___ TEXTE PRÉSENTÉ ___
En ce deuxième dimanche de carême, je voudrais insister sur un des piliers du temps de Carême qu’est la prière. L’évangile nous dit : « En ce temps-là, Jésus prit avec lui Pierre, Jean et Jacques, et il gravit la montagne pour prier ». Saint Luc insiste beaucoup sur la prière de Jésus qu’il nous présente plusieurs fois en prière à certains moments clefs de sa vie.

A son baptême au Jourdain : « Comme tout le peuple se faisait baptiser et qu’après avoir été baptisé lui aussi, Jésus priait, le ciel s’ouvrit. L’Esprit Saint, sous une apparence corporelle, comme une colombe, descendit sur Jésus, et il y eut une voix venant du ciel : « Toi, tu es mon Fils bien-aimé ; en toi, je trouve ma joie. » (Lc 3,21-22). Rappelons-nous notre vocation et dignité sacerdotale acquise par le baptême. Cela veut dire que, par le baptême, nous sommes faits pour prier, pas seulement pour nous-mêmes, mais aussi pour les autres. En ce temps de carême, nourrissons notre baptême par une vie de prière. Nous réalisons pleinement notre vocation sacerdotale en menant une vie intime avec Jésus par la prière.
___
- CONSIGNE 1:
Dans le texte sur la prière pendant le carême, relevez les personnes que Jésus prend avec lui pour gravir la montagne.
- CONSIGNE 2:
Les affirmations suivantes sont-elles conformes au texte sur la prière pendant le carême ? Répondez par oui ou par non en citant les mots du texte qui le prouvent.
(a) Le texte est prononcé le premier dimanche de carême.
(b) Par le baptême, nous sommes faits pour prier aussi pour les autres.
(c) L'Esprit Saint descend sur Jésus comme une colombe.
- CONSIGNE 3:
Veuillez poursuivre le texte sur la prière pendant le carême après sa dernière phrase.
Ces données ne servent pas pour l'exercice.
___ DONNÉES AFFICHÉES ___
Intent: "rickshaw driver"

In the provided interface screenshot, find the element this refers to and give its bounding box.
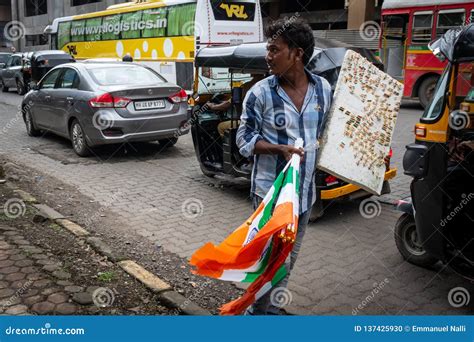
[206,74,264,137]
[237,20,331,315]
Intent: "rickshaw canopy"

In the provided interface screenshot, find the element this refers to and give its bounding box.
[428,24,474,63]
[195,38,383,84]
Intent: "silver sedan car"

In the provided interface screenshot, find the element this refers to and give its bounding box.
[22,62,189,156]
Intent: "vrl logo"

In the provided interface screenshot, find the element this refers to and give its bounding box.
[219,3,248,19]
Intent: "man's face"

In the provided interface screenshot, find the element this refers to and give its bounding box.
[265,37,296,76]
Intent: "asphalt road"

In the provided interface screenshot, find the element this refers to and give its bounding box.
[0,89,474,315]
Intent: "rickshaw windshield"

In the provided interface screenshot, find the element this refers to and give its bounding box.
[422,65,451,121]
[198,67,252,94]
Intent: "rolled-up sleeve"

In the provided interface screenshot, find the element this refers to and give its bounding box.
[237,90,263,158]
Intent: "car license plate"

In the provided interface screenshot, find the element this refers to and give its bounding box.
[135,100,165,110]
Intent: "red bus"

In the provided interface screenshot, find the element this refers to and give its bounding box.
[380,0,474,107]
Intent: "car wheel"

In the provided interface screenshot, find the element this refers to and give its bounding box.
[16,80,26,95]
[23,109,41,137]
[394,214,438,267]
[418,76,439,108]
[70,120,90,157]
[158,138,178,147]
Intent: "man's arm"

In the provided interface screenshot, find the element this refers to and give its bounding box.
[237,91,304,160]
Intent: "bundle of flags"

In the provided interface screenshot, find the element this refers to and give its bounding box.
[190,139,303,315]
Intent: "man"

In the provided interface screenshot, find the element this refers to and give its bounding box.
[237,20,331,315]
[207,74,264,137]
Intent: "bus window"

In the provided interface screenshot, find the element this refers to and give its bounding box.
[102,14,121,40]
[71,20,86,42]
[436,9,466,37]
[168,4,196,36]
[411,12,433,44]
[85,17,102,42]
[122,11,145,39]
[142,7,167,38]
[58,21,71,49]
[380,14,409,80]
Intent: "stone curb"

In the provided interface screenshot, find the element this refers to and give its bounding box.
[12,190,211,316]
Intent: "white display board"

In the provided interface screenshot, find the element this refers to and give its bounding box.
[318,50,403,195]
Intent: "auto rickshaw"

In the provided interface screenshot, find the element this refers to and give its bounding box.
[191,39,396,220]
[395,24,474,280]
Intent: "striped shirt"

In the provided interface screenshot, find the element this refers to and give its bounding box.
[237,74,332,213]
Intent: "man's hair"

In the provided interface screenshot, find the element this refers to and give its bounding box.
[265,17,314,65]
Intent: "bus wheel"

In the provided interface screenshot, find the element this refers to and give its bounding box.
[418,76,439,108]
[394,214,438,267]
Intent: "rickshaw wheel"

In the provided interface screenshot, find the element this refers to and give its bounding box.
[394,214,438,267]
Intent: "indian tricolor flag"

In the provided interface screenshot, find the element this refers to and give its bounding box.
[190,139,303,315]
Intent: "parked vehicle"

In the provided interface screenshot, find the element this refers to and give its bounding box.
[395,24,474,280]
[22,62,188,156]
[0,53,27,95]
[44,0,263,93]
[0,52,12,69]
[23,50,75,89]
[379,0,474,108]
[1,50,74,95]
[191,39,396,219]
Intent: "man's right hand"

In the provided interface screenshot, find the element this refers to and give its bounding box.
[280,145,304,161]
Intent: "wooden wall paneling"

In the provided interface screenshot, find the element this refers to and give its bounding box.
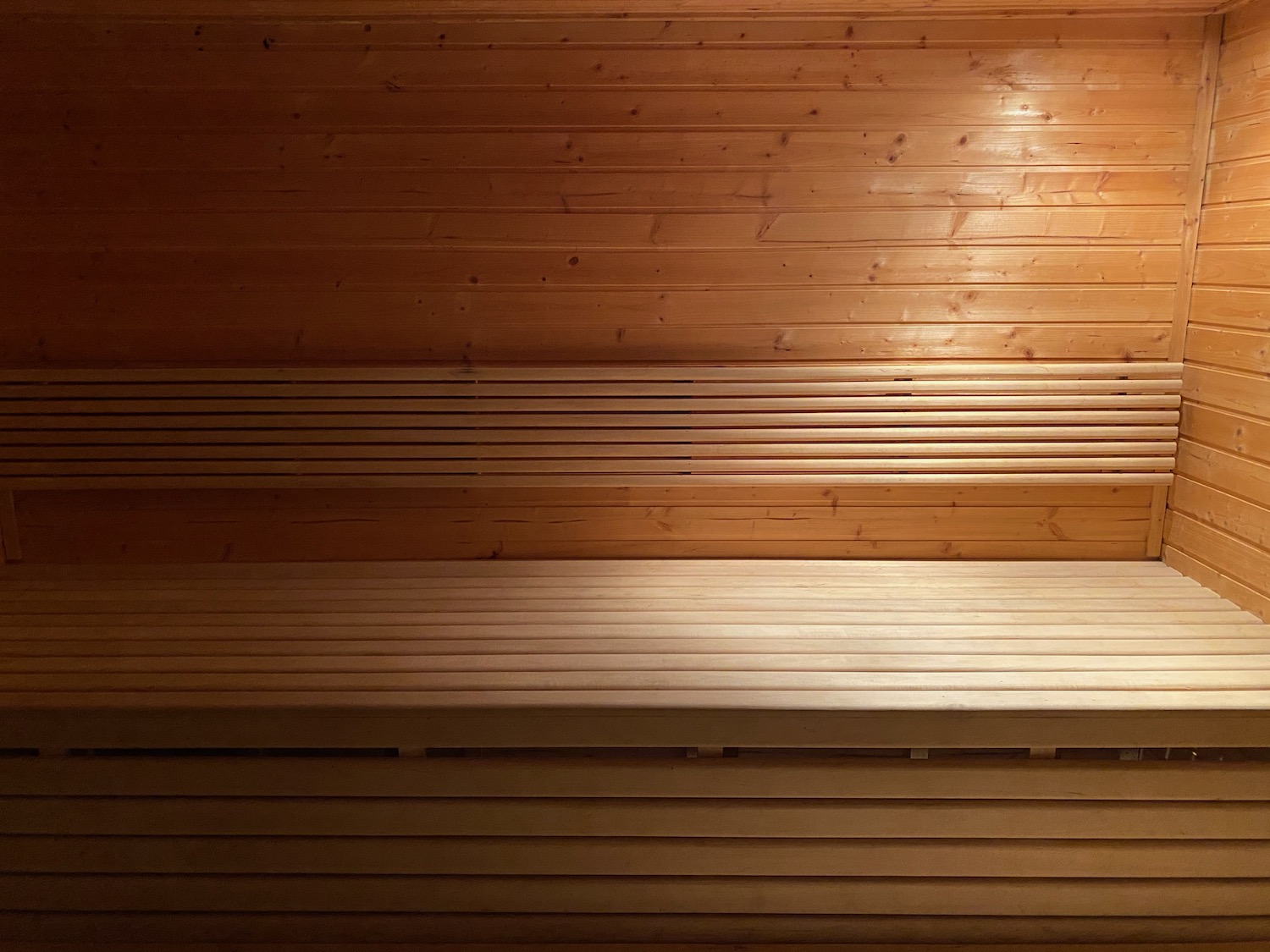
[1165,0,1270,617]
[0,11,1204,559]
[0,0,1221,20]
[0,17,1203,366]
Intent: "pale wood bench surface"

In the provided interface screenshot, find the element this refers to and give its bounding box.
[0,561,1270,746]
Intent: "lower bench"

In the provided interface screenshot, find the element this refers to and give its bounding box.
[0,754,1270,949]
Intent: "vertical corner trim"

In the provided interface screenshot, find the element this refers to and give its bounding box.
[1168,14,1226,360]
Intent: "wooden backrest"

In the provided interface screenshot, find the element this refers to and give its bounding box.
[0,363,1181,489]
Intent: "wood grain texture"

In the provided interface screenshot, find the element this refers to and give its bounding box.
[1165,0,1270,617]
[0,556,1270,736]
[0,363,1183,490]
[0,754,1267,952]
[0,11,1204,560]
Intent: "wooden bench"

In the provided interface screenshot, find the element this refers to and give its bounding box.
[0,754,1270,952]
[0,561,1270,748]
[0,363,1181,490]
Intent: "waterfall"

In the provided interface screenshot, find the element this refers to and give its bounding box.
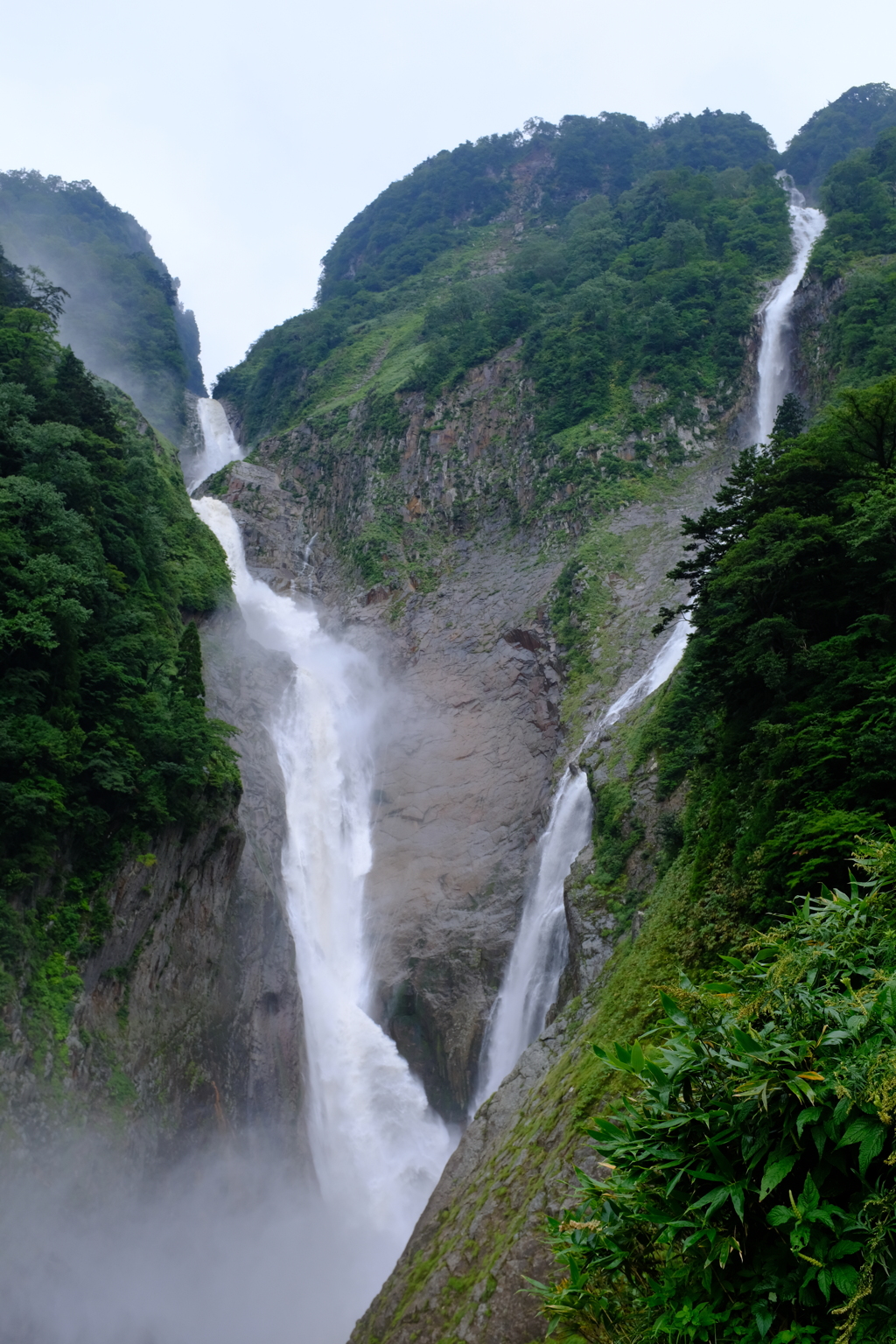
___
- CORRIGÉ 1:
Pierre, Jean et Jacques.

- CORRIGÉ 2:
(a) Non : « En ce deuxième dimanche de carême ».
(b) Oui : « nous sommes faits pour prier, pas seulement pour nous-mêmes, mais aussi pour les autres ».
(c) Oui : « comme une colombe, descendit sur Jésus ».

- CORRIGÉ 3:
Au moment de choisir les douze apôtres, saint Luc nous présente Jésus en prière : « En ces jours-là, Jésus s’en alla dans la montagne pour prier, et il passa toute la nuit à prier Dieu. Le jour venu, il appela ses disciples et en choisit douze auxquels il donna le nom d’Apôtres » (Lc 6, 12-13). Le choix de douze est un choix important pour Jésus car il devra s’appuyer sur eux pour annoncer la Bonne nouvelle. L’enseignement que nous pouvons tirer de cet épisode est fait de ne pas prendre nos décisions sur un coup de tête, mais de nous mettre toujours à l’écoute de Dieu, à travers un discernement fait toujours dans la prière. Si nous voulons faire la volonté de Dieu, c’est dans la prière, grâce à la lumière du Saint Esprit, que nous découvrons cette volonté et recevons la grâce nécessaire pour l’accomplir. En ce temps de carême, comme Jésus, il nous est possible et bienfaisant, de prendre, comme Jésus, un temps important de prière pour lui confier notre vie et lui demander conseil, dans les grandes et petites décisions que nous sommes appelés à prendre. Une journée de récollection, de désert ou de retraite ne sera pas de trop !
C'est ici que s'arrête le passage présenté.